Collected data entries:
--------------------------------
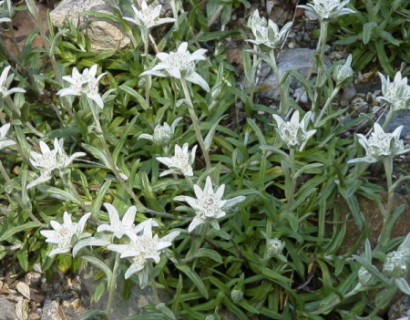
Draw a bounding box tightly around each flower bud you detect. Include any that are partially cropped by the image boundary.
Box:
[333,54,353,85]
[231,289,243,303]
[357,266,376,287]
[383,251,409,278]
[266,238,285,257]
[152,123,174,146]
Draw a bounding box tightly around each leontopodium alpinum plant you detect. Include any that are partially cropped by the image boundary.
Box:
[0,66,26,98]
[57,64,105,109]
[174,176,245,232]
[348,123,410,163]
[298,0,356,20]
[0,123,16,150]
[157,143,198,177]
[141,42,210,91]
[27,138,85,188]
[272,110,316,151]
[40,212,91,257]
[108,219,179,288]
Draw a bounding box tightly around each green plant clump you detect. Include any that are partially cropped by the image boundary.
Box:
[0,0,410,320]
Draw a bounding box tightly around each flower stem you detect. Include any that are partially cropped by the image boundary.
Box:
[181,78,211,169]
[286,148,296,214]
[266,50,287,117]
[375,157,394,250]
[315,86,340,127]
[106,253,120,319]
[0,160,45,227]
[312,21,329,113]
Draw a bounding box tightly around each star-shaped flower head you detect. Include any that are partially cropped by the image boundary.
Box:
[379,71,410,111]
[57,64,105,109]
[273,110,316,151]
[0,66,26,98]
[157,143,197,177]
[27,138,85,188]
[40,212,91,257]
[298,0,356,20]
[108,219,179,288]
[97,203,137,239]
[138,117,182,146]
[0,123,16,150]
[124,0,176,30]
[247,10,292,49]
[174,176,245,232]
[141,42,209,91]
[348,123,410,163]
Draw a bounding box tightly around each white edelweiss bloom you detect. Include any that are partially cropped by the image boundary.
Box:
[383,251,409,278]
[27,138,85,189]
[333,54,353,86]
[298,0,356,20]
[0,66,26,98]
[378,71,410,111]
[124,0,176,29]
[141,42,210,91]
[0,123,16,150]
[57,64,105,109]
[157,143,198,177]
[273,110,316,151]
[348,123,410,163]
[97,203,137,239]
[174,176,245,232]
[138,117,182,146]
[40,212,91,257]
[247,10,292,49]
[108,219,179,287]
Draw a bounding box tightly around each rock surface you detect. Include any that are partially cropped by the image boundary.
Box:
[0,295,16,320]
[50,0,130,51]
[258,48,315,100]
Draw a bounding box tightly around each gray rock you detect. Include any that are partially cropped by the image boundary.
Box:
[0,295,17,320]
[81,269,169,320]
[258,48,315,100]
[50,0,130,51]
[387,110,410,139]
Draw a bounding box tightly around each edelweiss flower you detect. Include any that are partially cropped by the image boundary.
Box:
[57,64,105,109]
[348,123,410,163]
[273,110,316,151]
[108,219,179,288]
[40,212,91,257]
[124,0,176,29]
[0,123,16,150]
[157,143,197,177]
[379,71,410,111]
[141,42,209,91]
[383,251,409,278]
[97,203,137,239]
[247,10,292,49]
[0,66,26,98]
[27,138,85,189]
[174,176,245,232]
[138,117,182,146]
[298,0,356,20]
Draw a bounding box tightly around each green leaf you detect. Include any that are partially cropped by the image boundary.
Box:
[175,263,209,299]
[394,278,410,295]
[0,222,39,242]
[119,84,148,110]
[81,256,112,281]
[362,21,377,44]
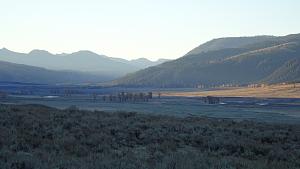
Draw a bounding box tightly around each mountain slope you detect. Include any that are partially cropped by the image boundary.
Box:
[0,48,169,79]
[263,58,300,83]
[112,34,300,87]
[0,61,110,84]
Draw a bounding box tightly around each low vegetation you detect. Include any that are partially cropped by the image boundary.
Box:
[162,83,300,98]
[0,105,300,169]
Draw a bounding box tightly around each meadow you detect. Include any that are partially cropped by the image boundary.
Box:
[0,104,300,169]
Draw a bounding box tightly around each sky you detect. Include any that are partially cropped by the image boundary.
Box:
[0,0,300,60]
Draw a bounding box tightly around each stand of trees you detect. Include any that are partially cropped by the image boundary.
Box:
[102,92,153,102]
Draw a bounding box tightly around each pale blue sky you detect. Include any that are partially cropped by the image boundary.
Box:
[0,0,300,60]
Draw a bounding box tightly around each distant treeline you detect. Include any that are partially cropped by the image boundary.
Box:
--------------------------------
What the task asks >>
Return every line of the collected data entries above word for word, leaving out the pictures.

The output >>
Draw a bounding box tightly around each flower bud you detect. Include any that are partially cropped by the image boundary.
Box:
[333,54,353,85]
[231,289,243,303]
[357,266,376,287]
[383,251,409,278]
[266,238,285,257]
[152,123,174,146]
Draw a bounding box tightly around each leontopodium alpinum plant you detect. Include any that are partially cropped by the image boundary.
Box:
[0,66,26,98]
[57,64,105,109]
[174,176,245,232]
[348,123,410,163]
[298,0,356,20]
[0,123,16,150]
[157,143,198,177]
[141,42,210,91]
[27,138,85,188]
[272,110,316,151]
[40,212,91,257]
[108,219,179,288]
Draw a bounding box tightly around each green plant clump you detect. Include any that are partially cropped by the image boundary.
Box:
[0,0,410,320]
Draw a bounding box tightly around each flower stem you detect. Include any that are partially cropped by the image boundary.
Box:
[181,78,211,169]
[286,148,296,214]
[266,50,287,117]
[375,157,394,250]
[315,86,340,127]
[106,253,120,319]
[0,160,45,227]
[312,21,329,113]
Draw a bounding box tightly around each star-shaped flower head you detect. Include any that are partially cropped by the image boundary.
Box:
[379,71,410,111]
[57,64,105,109]
[273,110,316,151]
[0,66,26,98]
[157,143,197,177]
[27,138,85,188]
[40,212,91,257]
[298,0,356,20]
[108,219,179,288]
[97,203,137,239]
[138,117,182,146]
[0,123,16,150]
[124,0,176,30]
[247,10,292,49]
[174,176,245,232]
[141,42,209,91]
[348,123,410,163]
Draw a bounding box tightly around each white edelweiss bloom you detect. Include any that are partially cropped by the image boundary.
Box:
[383,251,409,278]
[27,138,85,189]
[333,54,353,86]
[298,0,356,20]
[0,66,26,98]
[378,71,410,111]
[124,0,176,29]
[141,42,210,91]
[0,123,16,150]
[57,64,105,109]
[157,143,198,177]
[273,110,316,151]
[348,123,410,163]
[97,203,137,239]
[174,176,245,232]
[138,117,182,146]
[40,212,91,257]
[247,10,292,49]
[108,219,179,287]
Draw a bounding box tightly around each rock surface you detect. Include any that are partially cropped by the image boundary.
Box:
[0,295,16,320]
[50,0,130,51]
[258,48,315,100]
Draw a bounding box tightly around each gray rock you detect. Include any that are partially cropped by the image boundary.
Box:
[0,295,17,320]
[81,269,169,320]
[258,48,315,100]
[50,0,130,51]
[387,110,410,139]
Draw a bounding box tightly around each edelweiss flower you detect. Include any that are partially cropped by the image boundary.
Box:
[57,64,105,109]
[348,123,410,163]
[273,110,316,151]
[108,219,179,288]
[40,212,91,257]
[124,0,176,29]
[0,123,16,150]
[157,143,197,177]
[379,71,410,111]
[141,42,209,91]
[383,251,409,278]
[97,203,137,239]
[247,10,292,49]
[0,66,26,98]
[27,138,85,189]
[174,176,245,232]
[138,117,182,146]
[298,0,356,20]
Draw a bounding box tightly around each green leaf you detect. Include any that are partially cropped by the image boundary.
Box:
[175,263,209,299]
[394,278,410,295]
[0,222,39,242]
[119,84,148,110]
[81,256,112,281]
[362,21,377,44]
Draw a bounding box tightly around each mountain slope you detect. Include any that are partially cropped by the image boundary.
Box:
[0,48,169,79]
[263,58,300,83]
[112,34,300,87]
[0,61,110,84]
Draw a bounding box tightly around each low vegetation you detect. Include any that are partially cropped by the image boundary.
Box:
[162,83,300,98]
[0,105,300,169]
Draw a bounding box tightly around each meadow you detect. Include any that are partially cropped by the image boundary.
Box:
[0,104,300,169]
Draw a bounding box tightly around each sky you detect. Include any that are partially cropped by the image boundary.
Box:
[0,0,300,60]
Draw a bounding box tightly around each stand of trees you detect. Include any that are partially cropped by the image boundary.
Box:
[102,92,153,102]
Draw a bounding box tightly around each pale blue sky you detect. Include any that are partially cropped by the image boundary.
Box:
[0,0,300,60]
Draw a bounding box tightly around each distant treeline you detect. Include any that are partially cropped by the image boundary.
Box:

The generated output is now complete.